* _Stored entries_

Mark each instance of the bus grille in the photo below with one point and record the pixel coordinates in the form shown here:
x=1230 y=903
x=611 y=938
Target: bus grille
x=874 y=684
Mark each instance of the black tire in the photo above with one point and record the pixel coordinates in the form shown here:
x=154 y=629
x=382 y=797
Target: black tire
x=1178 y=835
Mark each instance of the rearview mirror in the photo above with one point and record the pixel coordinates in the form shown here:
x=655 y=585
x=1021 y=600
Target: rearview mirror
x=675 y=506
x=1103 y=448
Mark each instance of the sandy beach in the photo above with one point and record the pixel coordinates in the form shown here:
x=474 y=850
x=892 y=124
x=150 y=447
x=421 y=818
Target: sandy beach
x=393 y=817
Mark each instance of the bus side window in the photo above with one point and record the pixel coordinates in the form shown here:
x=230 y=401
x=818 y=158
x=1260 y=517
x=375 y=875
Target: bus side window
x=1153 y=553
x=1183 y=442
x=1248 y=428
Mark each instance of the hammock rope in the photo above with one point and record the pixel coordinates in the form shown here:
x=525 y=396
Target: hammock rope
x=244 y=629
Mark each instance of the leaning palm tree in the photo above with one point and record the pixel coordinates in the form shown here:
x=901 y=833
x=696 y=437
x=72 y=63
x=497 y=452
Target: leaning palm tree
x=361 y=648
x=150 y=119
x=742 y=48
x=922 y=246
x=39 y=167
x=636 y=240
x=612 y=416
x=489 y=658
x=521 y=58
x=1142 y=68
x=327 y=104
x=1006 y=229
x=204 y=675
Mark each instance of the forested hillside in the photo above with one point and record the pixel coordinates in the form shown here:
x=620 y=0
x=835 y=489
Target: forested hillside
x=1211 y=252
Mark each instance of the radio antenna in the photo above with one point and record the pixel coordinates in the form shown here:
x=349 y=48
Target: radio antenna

* _THE TASK_
Give the lines of the listing above as a numbered list, from the line containing "Mark each instance of the bus side" to the line containing "x=244 y=629", both included, and leave out any blank lines.

* _ANSWER TO THE EXERCISE_
1. Mark each instance of the bus side window in the photo above with one point and record the pixel coordinates in the form shown here:
2. x=230 y=401
3. x=818 y=158
4. x=1260 y=517
5. x=375 y=875
6. Target: bus side window
7. x=1153 y=553
8. x=1183 y=442
9. x=1248 y=428
10. Mark each instance of the hammock rope in the photo above with one point and record the pixel coordinates in the form shown here:
11. x=525 y=396
12. Target: hammock rope
13. x=244 y=629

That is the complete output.